### LISTED ENTRIES
····················
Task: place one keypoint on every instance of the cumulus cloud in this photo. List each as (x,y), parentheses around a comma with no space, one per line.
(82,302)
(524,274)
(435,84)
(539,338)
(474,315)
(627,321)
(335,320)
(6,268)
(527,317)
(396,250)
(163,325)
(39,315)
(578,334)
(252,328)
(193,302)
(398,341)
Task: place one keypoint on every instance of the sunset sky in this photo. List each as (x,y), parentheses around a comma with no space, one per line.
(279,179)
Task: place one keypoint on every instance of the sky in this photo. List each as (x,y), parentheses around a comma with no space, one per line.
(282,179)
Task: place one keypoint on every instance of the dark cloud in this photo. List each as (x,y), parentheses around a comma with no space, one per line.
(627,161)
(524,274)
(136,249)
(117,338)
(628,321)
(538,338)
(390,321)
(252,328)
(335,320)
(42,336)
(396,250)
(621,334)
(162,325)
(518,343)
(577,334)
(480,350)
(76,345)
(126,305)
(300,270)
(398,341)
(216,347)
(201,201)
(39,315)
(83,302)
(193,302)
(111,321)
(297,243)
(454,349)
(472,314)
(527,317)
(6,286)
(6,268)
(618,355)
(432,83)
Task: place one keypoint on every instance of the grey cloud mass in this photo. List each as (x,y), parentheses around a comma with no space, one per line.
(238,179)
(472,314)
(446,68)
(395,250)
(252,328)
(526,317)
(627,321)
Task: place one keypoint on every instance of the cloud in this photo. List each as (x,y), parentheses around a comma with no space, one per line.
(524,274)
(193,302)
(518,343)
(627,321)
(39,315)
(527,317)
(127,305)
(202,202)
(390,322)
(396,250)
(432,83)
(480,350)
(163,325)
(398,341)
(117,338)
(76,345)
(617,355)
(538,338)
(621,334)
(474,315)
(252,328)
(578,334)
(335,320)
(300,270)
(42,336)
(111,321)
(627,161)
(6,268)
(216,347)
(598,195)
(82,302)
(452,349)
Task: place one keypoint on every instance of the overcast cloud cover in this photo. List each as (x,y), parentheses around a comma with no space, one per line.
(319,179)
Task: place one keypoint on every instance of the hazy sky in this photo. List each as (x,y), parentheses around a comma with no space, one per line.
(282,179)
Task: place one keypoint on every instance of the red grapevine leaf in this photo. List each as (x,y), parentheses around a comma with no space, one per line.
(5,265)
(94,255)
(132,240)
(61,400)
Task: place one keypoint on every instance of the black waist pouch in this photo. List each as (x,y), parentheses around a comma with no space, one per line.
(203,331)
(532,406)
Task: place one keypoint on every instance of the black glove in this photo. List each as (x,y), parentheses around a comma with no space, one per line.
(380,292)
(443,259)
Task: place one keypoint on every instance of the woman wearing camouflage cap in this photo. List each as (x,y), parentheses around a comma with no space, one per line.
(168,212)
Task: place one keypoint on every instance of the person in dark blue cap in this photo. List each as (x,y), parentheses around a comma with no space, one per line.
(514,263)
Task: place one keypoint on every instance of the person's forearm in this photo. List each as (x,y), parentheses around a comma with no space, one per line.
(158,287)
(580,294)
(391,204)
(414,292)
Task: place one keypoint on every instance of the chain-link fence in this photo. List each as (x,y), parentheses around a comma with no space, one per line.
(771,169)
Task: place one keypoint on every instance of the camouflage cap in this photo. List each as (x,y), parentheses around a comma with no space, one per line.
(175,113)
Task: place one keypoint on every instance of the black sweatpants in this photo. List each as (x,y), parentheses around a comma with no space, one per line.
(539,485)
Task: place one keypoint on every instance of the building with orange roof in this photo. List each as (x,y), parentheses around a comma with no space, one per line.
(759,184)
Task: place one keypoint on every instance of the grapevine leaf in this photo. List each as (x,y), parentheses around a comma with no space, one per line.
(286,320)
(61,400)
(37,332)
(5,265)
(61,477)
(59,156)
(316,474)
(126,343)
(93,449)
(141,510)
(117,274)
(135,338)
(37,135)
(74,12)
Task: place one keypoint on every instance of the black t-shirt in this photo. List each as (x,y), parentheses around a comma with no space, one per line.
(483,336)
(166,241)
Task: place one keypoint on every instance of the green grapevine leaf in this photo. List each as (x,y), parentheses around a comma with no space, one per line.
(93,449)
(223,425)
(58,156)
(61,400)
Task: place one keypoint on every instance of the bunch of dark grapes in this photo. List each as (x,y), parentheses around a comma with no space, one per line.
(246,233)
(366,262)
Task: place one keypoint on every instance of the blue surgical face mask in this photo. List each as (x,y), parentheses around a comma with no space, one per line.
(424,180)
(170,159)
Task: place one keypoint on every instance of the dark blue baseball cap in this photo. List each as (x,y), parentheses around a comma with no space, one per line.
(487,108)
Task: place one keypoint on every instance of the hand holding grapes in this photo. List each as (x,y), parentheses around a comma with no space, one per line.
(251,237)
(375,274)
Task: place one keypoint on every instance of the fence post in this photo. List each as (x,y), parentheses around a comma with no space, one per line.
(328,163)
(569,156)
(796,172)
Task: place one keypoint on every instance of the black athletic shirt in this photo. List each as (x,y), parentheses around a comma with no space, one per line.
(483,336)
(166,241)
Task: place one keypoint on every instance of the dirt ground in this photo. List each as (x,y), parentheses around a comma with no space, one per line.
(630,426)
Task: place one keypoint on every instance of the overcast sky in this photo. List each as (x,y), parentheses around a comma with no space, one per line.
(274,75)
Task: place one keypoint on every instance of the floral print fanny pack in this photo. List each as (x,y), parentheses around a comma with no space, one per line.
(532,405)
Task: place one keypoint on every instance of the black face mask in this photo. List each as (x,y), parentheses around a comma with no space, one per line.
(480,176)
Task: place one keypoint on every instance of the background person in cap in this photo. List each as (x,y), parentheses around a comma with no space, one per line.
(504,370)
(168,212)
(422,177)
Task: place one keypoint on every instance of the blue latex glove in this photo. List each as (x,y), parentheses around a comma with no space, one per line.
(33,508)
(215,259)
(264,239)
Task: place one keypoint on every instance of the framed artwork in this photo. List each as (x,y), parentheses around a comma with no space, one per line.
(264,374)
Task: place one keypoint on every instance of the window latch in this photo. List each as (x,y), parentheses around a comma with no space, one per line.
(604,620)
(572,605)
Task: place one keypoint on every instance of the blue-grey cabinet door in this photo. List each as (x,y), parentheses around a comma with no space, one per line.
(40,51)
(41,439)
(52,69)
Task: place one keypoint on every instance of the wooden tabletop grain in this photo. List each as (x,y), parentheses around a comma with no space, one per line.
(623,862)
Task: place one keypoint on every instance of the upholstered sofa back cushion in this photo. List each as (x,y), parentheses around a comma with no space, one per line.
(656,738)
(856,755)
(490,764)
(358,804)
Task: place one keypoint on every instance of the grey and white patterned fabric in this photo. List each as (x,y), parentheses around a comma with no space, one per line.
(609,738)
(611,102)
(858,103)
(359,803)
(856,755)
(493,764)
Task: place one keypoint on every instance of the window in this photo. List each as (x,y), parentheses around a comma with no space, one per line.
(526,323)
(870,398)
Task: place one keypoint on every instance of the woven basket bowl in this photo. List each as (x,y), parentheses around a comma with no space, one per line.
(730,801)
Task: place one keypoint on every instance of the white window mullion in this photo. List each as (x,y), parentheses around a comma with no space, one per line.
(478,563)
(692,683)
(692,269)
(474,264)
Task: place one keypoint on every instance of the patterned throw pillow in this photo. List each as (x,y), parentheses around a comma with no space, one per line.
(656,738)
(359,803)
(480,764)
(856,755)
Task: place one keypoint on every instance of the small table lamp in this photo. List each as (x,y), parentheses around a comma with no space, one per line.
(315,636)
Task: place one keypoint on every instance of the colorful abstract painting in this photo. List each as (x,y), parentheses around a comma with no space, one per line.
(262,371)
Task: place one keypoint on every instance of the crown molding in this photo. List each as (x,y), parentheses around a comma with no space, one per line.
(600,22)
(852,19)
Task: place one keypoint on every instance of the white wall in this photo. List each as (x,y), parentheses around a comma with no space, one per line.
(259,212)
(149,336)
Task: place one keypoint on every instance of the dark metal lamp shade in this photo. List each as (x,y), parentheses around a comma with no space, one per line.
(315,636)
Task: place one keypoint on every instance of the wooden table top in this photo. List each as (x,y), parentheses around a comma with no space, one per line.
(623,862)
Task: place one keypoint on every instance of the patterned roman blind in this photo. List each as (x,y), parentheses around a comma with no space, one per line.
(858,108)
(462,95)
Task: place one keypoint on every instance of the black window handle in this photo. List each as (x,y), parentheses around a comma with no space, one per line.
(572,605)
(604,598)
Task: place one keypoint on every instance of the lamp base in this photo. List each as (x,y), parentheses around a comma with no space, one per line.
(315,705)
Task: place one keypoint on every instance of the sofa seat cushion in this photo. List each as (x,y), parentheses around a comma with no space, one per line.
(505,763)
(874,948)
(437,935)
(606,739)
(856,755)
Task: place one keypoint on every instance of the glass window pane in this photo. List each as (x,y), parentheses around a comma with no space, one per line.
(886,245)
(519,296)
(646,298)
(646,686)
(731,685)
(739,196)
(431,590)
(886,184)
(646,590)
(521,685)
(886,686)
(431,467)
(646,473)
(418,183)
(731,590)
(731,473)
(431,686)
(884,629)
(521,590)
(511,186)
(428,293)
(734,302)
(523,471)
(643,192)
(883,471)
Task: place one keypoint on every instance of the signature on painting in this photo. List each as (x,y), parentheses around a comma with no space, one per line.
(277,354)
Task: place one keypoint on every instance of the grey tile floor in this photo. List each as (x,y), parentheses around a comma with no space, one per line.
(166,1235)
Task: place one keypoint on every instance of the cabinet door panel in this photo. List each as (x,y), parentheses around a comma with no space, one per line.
····················
### STATED GOAL
Each line from the one containing "Task: place one keypoint on every instance of the signature" to the end of the records should be echoed exactly, and no other line.

### COMPLETED TASK
Task: place one keypoint on every instance of the signature on painting in this photo. List each as (x,y), parentheses around a comma with no space, one per line.
(277,354)
Task: place one keypoint on every instance of the grey tile floor in this photo. List each as (x,y), parentheses around a comma with no space, one per line.
(166,1235)
Task: place one keypoint on every instance of the cabinet door panel in this photo. List each as (x,y), parentheses around a comma with no space, one per line.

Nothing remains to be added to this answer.